> WHAT IS NEEDED
Rewrite all the records below, replacing "a dot on every instance" with "a mark on every instance" wherever it occurs and leaving everything else as it is. Omit the pictures from your answer.

> SUPPLIED INFORMATION
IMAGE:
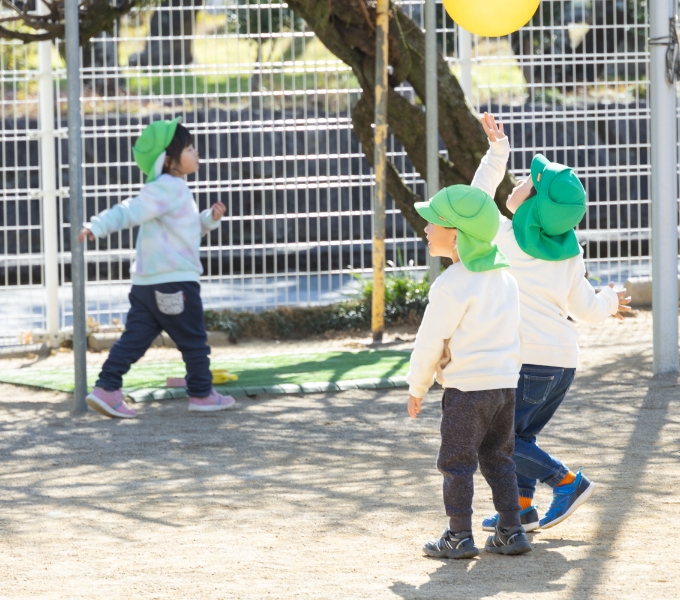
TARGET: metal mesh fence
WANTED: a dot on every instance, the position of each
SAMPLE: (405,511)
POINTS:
(270,109)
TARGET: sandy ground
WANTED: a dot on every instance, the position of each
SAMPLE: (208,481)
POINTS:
(329,495)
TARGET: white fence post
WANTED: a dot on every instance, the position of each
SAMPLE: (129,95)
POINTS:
(432,115)
(664,241)
(48,179)
(465,56)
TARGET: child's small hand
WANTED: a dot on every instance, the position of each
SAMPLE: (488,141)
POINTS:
(623,303)
(85,233)
(414,406)
(493,132)
(218,211)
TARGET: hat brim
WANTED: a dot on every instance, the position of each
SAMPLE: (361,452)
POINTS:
(533,240)
(478,256)
(430,215)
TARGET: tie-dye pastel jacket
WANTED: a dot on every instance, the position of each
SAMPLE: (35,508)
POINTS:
(170,230)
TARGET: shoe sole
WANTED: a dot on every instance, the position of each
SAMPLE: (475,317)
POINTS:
(212,408)
(582,499)
(453,553)
(104,409)
(528,527)
(512,550)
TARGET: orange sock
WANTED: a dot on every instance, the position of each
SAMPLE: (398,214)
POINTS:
(525,502)
(568,478)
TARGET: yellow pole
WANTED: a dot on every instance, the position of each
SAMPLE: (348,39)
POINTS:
(379,160)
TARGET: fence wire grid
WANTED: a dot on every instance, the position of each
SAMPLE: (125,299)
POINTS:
(270,108)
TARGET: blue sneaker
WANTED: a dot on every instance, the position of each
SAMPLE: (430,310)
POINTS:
(566,499)
(528,517)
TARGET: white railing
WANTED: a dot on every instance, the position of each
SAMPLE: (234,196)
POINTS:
(271,111)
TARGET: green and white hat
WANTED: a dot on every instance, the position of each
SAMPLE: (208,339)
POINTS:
(544,224)
(474,213)
(149,150)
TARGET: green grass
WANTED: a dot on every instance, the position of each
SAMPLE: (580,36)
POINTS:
(260,371)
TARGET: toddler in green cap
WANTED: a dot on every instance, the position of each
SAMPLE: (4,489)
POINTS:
(469,337)
(166,293)
(547,262)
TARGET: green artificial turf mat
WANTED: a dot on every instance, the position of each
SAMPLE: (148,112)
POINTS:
(259,371)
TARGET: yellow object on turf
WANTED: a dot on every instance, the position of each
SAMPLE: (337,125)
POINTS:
(223,376)
(491,18)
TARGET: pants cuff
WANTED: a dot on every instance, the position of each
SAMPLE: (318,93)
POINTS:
(460,523)
(508,518)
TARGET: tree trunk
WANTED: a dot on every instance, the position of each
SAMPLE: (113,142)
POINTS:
(347,29)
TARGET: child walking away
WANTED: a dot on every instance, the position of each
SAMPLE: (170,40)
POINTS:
(165,293)
(469,336)
(547,263)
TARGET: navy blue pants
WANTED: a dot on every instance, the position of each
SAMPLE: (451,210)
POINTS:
(539,393)
(175,308)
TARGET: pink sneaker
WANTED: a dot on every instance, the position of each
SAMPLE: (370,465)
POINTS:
(109,404)
(213,402)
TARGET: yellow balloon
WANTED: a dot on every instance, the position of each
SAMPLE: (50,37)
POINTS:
(491,18)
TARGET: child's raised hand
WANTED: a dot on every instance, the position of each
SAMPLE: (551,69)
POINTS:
(493,132)
(218,210)
(85,233)
(623,303)
(414,406)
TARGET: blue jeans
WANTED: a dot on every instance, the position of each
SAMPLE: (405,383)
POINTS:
(539,393)
(175,308)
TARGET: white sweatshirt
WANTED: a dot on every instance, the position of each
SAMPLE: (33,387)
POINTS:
(169,240)
(549,291)
(474,319)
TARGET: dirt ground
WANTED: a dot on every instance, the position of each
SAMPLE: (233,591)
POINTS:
(329,495)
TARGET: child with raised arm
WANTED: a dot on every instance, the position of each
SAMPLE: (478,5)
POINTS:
(469,336)
(547,262)
(165,293)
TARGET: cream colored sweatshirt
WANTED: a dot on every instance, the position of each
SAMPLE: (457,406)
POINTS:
(549,291)
(474,318)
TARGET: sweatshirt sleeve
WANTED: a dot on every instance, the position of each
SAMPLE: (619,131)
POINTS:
(441,319)
(207,223)
(491,170)
(152,202)
(586,306)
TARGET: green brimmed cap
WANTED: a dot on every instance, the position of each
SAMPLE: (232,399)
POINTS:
(544,224)
(474,213)
(149,150)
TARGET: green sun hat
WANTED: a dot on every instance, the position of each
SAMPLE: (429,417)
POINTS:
(544,224)
(474,213)
(149,149)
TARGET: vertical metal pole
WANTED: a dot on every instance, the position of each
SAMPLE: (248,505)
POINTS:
(380,159)
(72,35)
(49,186)
(664,197)
(465,56)
(432,114)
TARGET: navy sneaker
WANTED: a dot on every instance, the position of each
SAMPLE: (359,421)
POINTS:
(509,541)
(452,545)
(528,517)
(566,499)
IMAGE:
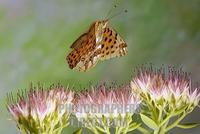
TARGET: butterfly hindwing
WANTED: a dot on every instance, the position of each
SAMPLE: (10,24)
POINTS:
(112,44)
(101,42)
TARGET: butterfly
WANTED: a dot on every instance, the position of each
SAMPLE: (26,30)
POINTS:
(100,42)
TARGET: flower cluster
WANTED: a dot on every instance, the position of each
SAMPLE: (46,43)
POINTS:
(172,86)
(102,107)
(39,111)
(161,97)
(167,95)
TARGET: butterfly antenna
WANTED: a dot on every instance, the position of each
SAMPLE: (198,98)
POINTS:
(124,11)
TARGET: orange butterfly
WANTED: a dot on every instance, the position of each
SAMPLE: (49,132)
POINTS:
(100,42)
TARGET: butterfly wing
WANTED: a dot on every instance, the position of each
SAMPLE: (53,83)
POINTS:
(79,41)
(81,49)
(112,44)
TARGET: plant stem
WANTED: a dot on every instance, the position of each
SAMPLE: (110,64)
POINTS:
(176,122)
(143,130)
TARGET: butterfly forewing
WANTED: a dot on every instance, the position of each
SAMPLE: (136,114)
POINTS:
(81,48)
(101,42)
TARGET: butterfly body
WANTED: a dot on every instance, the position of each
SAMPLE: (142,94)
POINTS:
(100,42)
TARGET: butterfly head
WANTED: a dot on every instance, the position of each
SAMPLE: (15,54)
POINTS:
(101,24)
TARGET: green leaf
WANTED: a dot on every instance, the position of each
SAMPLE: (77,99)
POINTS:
(79,131)
(149,122)
(187,125)
(133,127)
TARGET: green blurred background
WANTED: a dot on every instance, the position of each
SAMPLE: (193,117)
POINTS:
(35,36)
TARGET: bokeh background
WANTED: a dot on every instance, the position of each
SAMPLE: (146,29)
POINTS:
(35,36)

> SOLUTION TO THIS TASK
IMAGE:
TARGET: metal mesh fence
WANTED: a mark on every instance, the position of each
SAMPLE: (405,511)
POINTS:
(270,109)
TARGET: sandy ground
WANTED: a mark on every instance, the position of each
SAMPLE: (208,481)
POINTS:
(329,495)
TARGET: white fence post
WANTED: a mark on every instance, the position of each
SAMPLE: (129,95)
POINTS:
(432,115)
(664,241)
(48,179)
(465,56)
TARGET: child's small hand
WANTED: a mark on every instance, the position of each
SAMPLE: (488,141)
POINTS:
(623,303)
(85,233)
(414,406)
(493,132)
(218,211)
TARGET: hat brim
WANTED: a mark on every instance, the position of each
SAMPLE: (361,452)
POINTS:
(533,240)
(478,256)
(430,215)
TARGET: tie-dye pastel jacket
WANTED: a mark on every instance, the position of each
SAMPLE: (35,508)
POINTS:
(170,230)
TARGET: shoe sole
WANTED: a mark on every instance, the position of each
SAMPLE: (475,317)
POINTS:
(212,408)
(582,499)
(453,553)
(104,409)
(528,527)
(512,550)
TARGET: orange sock
WANTED: a mark on every instance, the position of each
SAMPLE: (398,214)
POINTS:
(525,502)
(568,478)
TARGET: yellow pole
WANTED: a mark on every instance, the position of each
SAMPLE: (348,39)
POINTS:
(379,160)
TARGET: fence wire grid
WANTED: a mark on every instance, the position of each
SAMPLE: (125,299)
POINTS:
(270,108)
TARGET: blue sneaker
WANTED: a mark on every instance, the position of each
SAMPLE: (430,310)
POINTS:
(566,499)
(528,517)
TARGET: white railing
WANTED: a mark on every instance, the position of each
SAMPLE: (234,196)
POINTS:
(271,111)
TARGET: green and white hat
WANTED: a mark on every instance, the position of each
SAMPLE: (208,339)
POINTS:
(544,224)
(474,213)
(149,150)
TARGET: green grass
WANTED: a mark on every instance, the position of each
SAMPLE: (580,36)
POINTS:
(260,371)
TARGET: toddler in green cap
WANTED: a mark on every instance, the position of each
SAMPLE: (4,489)
POINTS:
(469,337)
(166,293)
(547,262)
TARGET: green artificial turf mat
WANTED: a mark on every instance, the position of each
SAMPLE: (148,112)
POINTS:
(259,371)
TARGET: yellow object on turf
WANTED: a mark on every instance, the position of each
SAMPLE: (337,125)
POINTS:
(223,376)
(491,18)
TARGET: pants cuff
WANTED: a mark on every instance, the position of each
SAMPLE: (318,93)
POINTS:
(460,523)
(508,518)
TARGET: tree trunk
WANTED: a mark on every instance, the position of each
SAMPLE: (113,142)
POINTS:
(347,29)
TARGET: child walking away
WANTED: a mark on every instance, the position of each
SAMPLE: (170,40)
POINTS:
(165,293)
(469,336)
(547,263)
TARGET: navy blue pants
WANTED: a mark on every instance, the position of each
SAMPLE: (451,210)
POINTS:
(539,393)
(175,308)
TARGET: pink sneaker
WANTED: a mark on every instance, the position of each
SAMPLE: (370,465)
POINTS:
(109,404)
(213,402)
TARGET: yellow balloon
WANTED: a mark on every instance, the position of each
SAMPLE: (50,37)
POINTS:
(491,18)
TARGET: child's raised hand
WANTED: a mark on every instance, the position of each
SAMPLE: (551,69)
POINTS:
(493,132)
(218,210)
(85,233)
(623,303)
(414,406)
TARGET: blue jeans
WANTED: a mark on every instance, the position of each
SAMPLE: (405,383)
POINTS:
(539,393)
(175,308)
TARGET: white sweatshirt
WANTED: a mark on every instance, the position of each
SAMPLE: (33,387)
POINTS:
(169,240)
(549,291)
(474,319)
TARGET: dirt ground
WANTED: a mark on every instance, the position of each
SAMPLE: (233,591)
POINTS:
(329,495)
TARGET: child with raised arm
WANTED: a mark on every instance, the position of each
SAMPLE: (478,5)
POINTS:
(469,336)
(547,262)
(165,293)
TARGET: cream colored sweatshirt
WANTED: a mark on every instance, the position of each
SAMPLE: (457,406)
POINTS:
(549,291)
(474,318)
TARGET: sweatshirt sleeve
WANTED: a mark on every instance, the position of each
SAMPLE: (619,131)
POINTS:
(441,319)
(207,223)
(491,170)
(152,202)
(586,306)
TARGET: green brimmed cap
WANTED: a mark on every instance, the position of each
SAMPLE: (232,399)
POINTS:
(544,224)
(474,213)
(149,150)
TARGET: green sun hat
WANTED: a mark on every instance, the position of each
SAMPLE: (429,417)
POINTS:
(544,224)
(474,213)
(149,149)
TARGET: vertical metal pole
WANTED: a mark on every instance, the position of each
SAMPLE: (248,505)
POINTS:
(380,159)
(72,35)
(49,186)
(664,197)
(465,56)
(432,114)
TARGET: navy sneaker
WANTED: a mark on every instance, the position of each
SAMPLE: (359,421)
POINTS:
(509,541)
(452,545)
(528,517)
(566,499)
IMAGE:
TARGET: butterfly hindwing
WANTED: a mark on every instance, the position of each
SAMPLE: (10,24)
POINTS:
(112,44)
(101,42)
TARGET: butterfly
WANTED: a mark on every instance, the position of each
SAMPLE: (26,30)
POINTS:
(100,42)
TARGET: flower cluster
WANTED: a mark on every instance, the position of each
SAMPLE: (46,43)
POINTS:
(172,86)
(102,107)
(39,111)
(161,97)
(167,95)
TARGET: butterfly antenna
WANTED: a mark on every instance, the position of each
SAMPLE: (198,98)
POINTS:
(124,11)
TARGET: orange butterfly
WANTED: a mark on every instance, the position of each
SAMPLE: (49,132)
POINTS:
(100,42)
TARGET: butterfly wing
WANTED: a mark on every instance, the position of each
SAMPLE: (53,83)
POINTS:
(79,41)
(81,49)
(112,44)
TARGET: plant stem
WANTED: a mark on every instance, the position of each
SAMPLE: (110,64)
POINTS:
(176,122)
(143,130)
TARGET: butterfly forewing
WANTED: a mark on every instance, the position of each
SAMPLE: (136,114)
POINTS:
(81,48)
(101,42)
TARGET: butterfly body
WANTED: a mark on every instance, the position of each
SAMPLE: (142,94)
POINTS:
(100,42)
TARGET: butterfly head
WANTED: a mark on every instance, the position of each
SAMPLE: (15,54)
POINTS:
(101,24)
TARGET: green leaf
WANTED: a mark on every instance, the position of each
SAMPLE: (77,99)
POINTS:
(79,131)
(149,122)
(187,125)
(133,127)
TARGET: green blurred background
WANTED: a mark on every instance, the position of each
SAMPLE: (193,117)
POINTS:
(35,36)
TARGET: bokeh background
WANTED: a mark on every instance, the position of each
SAMPLE: (146,29)
POINTS:
(35,36)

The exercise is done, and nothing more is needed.